___ Data

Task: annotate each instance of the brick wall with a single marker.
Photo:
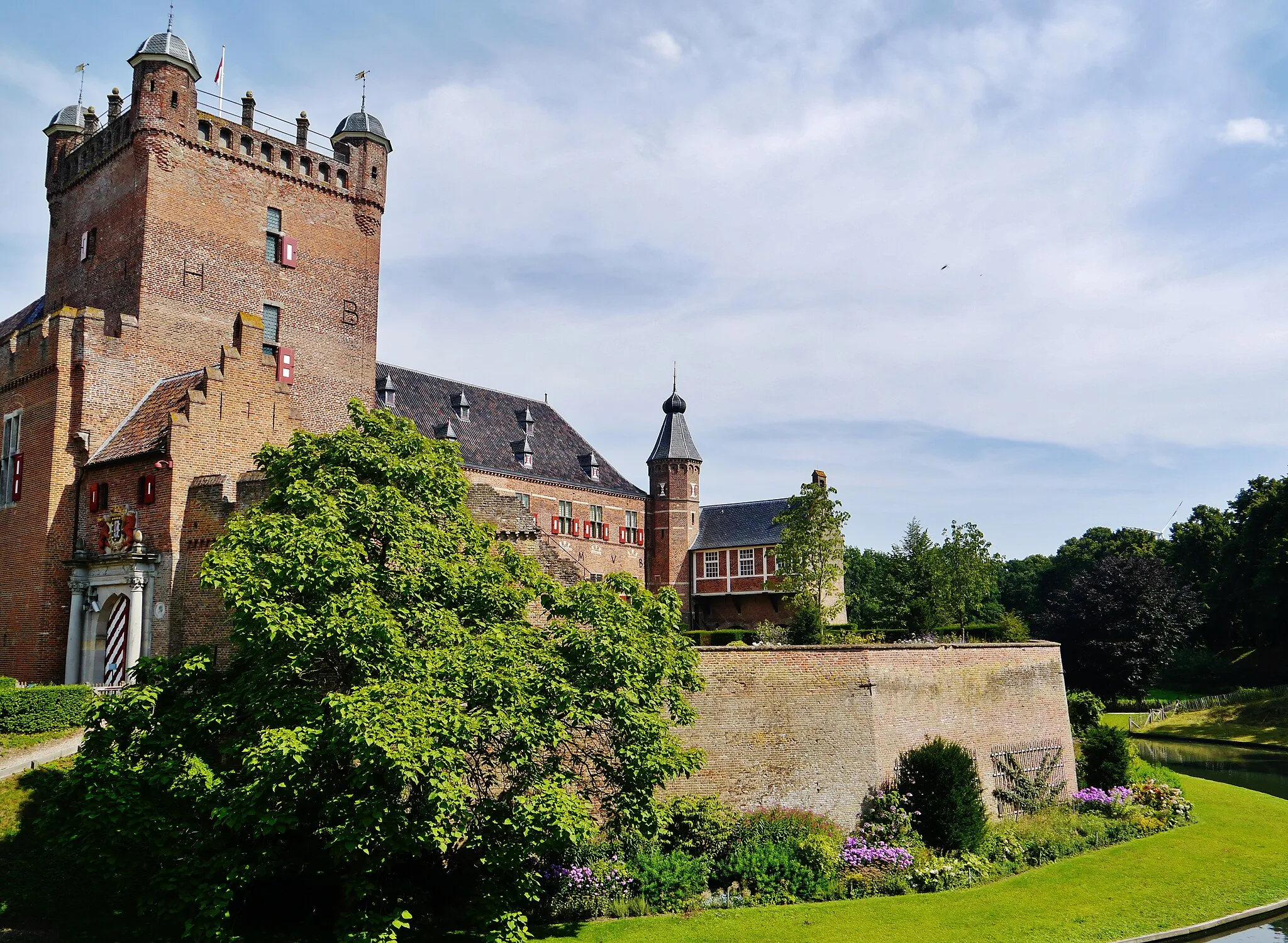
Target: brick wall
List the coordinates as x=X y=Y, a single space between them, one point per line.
x=814 y=727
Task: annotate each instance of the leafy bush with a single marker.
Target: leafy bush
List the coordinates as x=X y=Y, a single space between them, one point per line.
x=1106 y=756
x=887 y=817
x=44 y=708
x=946 y=791
x=586 y=891
x=672 y=880
x=1085 y=710
x=1011 y=627
x=694 y=825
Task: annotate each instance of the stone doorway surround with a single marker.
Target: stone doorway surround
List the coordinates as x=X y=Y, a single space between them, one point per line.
x=94 y=580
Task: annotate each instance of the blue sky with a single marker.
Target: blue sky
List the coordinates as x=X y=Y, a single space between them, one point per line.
x=767 y=192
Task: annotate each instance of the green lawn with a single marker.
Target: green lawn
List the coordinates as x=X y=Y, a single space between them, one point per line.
x=13 y=742
x=1260 y=722
x=1233 y=858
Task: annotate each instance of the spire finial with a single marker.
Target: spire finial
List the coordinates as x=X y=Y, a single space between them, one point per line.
x=362 y=76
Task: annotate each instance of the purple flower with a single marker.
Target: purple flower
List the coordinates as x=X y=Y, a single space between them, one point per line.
x=857 y=853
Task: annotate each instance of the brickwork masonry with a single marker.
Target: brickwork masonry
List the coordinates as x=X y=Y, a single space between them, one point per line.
x=814 y=727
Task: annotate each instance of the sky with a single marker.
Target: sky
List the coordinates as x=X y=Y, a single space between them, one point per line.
x=1016 y=263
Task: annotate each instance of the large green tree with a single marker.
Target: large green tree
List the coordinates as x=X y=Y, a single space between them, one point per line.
x=413 y=718
x=968 y=571
x=811 y=556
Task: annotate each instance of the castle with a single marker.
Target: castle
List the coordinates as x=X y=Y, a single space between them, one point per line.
x=211 y=285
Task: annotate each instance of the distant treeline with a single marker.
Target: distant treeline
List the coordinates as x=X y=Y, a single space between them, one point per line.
x=1220 y=582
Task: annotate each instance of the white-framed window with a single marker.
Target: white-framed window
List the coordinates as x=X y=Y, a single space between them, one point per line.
x=9 y=458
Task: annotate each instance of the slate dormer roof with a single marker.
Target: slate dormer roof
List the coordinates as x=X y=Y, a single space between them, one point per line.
x=674 y=439
x=496 y=423
x=750 y=523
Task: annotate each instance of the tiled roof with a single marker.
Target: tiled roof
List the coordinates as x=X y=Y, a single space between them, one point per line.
x=495 y=432
x=145 y=429
x=750 y=523
x=674 y=439
x=33 y=312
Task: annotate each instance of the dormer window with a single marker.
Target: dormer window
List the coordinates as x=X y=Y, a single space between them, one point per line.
x=523 y=453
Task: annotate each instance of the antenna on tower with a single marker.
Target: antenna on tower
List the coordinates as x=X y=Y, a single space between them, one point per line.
x=362 y=76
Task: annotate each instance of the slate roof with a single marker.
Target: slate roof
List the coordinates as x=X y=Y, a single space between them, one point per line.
x=495 y=432
x=145 y=429
x=33 y=312
x=750 y=523
x=674 y=439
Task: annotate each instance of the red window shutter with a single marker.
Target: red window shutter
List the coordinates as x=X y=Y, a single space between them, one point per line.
x=286 y=365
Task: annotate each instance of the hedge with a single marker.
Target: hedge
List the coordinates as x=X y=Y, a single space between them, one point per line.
x=44 y=708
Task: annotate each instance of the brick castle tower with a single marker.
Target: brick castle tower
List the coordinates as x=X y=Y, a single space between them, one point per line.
x=211 y=284
x=672 y=512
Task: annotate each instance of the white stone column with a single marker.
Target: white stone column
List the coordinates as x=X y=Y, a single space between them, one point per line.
x=135 y=632
x=75 y=620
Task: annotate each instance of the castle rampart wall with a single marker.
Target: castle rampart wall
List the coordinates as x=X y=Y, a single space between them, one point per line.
x=814 y=727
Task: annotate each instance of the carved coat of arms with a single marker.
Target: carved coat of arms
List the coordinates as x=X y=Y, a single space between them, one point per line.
x=115 y=530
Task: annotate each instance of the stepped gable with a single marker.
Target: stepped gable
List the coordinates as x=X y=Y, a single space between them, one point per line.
x=146 y=428
x=495 y=431
x=750 y=523
x=33 y=312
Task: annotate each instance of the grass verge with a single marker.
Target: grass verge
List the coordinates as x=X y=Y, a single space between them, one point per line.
x=1260 y=722
x=13 y=742
x=1235 y=857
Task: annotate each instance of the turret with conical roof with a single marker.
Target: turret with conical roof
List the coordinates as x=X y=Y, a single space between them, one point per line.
x=672 y=512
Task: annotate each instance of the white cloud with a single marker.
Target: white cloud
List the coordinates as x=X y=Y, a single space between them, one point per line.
x=663 y=45
x=1250 y=132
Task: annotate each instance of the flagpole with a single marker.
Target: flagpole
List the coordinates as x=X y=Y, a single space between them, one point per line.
x=223 y=52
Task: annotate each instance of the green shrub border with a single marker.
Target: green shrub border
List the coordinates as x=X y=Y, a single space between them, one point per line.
x=44 y=708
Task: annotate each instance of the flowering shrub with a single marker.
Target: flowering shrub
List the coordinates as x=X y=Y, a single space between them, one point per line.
x=887 y=817
x=857 y=853
x=1095 y=799
x=1166 y=799
x=587 y=889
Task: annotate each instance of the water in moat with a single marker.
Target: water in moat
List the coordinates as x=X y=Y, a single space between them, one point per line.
x=1264 y=771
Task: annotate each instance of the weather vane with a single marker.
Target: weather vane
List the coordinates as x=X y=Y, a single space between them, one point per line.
x=362 y=75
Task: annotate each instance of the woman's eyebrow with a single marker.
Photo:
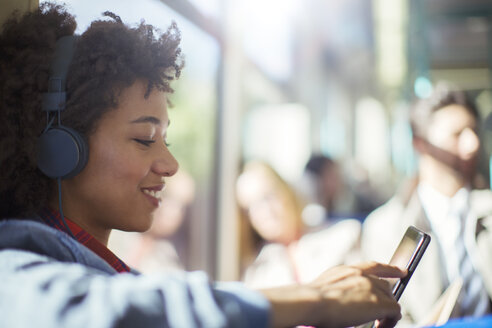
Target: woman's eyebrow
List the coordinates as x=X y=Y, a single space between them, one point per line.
x=147 y=119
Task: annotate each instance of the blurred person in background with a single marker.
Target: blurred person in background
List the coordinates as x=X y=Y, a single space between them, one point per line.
x=55 y=220
x=331 y=196
x=454 y=278
x=279 y=247
x=161 y=248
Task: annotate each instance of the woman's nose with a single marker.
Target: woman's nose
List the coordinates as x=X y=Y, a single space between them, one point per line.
x=165 y=164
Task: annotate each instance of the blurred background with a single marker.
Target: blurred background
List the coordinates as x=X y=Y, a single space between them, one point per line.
x=279 y=80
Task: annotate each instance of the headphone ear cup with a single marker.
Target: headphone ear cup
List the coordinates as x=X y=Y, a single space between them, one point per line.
x=62 y=152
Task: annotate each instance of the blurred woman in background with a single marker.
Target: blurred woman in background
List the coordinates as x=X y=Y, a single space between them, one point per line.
x=278 y=247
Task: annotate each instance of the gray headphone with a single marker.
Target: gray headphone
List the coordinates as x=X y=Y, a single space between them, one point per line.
x=61 y=151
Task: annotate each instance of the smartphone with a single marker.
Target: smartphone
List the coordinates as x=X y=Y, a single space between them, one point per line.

______

#### Exercise instructions:
Begin at the line that has "Task: annotate each instance of the purple" in the entries above; stop after the line that has "Target: brickwork masonry". Transcribe exactly those lines and no others.

#### Output of the exercise:
Task: annotate each instance of the purple flower with a single marker.
Target: purple flower
List the coordinates as x=X y=Y, a single space between them, one point per line.
x=857 y=853
Task: annotate each instance of the brickwork masonry with a single marker.
Target: brickwork masonry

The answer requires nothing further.